Reproduce, word for word, the lines of the records below, starting with the line that contains "91, row 288." and going on through the line that contains "column 367, row 286", with both of those lines included. Copy nothing outside that stretch.
─── THE RECORDS
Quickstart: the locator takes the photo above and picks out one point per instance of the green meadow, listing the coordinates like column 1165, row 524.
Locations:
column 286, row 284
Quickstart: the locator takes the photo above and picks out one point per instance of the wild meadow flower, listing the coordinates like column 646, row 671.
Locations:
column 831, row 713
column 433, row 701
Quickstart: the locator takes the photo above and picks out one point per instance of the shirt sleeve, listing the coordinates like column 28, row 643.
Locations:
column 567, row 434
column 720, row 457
──────
─── THE RECORDS
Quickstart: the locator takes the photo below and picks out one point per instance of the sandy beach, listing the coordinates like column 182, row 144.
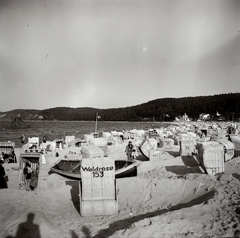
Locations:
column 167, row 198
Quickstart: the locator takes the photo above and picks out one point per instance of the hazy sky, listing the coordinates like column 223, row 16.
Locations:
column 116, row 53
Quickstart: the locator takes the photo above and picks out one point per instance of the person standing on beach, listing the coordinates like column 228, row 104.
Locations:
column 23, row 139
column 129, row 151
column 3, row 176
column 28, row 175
──────
─── THE RECORDS
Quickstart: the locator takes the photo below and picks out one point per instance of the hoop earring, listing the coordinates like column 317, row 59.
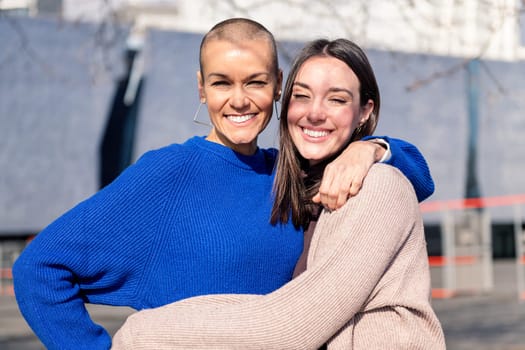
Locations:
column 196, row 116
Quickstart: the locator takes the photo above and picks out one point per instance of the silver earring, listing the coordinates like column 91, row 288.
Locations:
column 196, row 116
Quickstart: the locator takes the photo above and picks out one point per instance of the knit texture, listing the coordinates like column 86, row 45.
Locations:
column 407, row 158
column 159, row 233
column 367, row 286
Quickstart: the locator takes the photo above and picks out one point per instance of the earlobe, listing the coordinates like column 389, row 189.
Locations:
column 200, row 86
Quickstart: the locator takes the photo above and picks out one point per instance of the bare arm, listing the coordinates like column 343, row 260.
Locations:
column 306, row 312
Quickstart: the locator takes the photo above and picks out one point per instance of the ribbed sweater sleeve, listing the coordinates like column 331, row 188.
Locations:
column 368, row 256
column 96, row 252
──────
**FINAL ANSWER:**
Quickstart: the locator takes the photo above and picks out one point per instance of the silver earring, listing the coordinates like column 91, row 288.
Locations:
column 196, row 116
Quickstart: the locator takes the photo above and picks out one point per instance of the knit texture, listing the coordinates like column 86, row 45.
Locations:
column 407, row 158
column 159, row 233
column 367, row 286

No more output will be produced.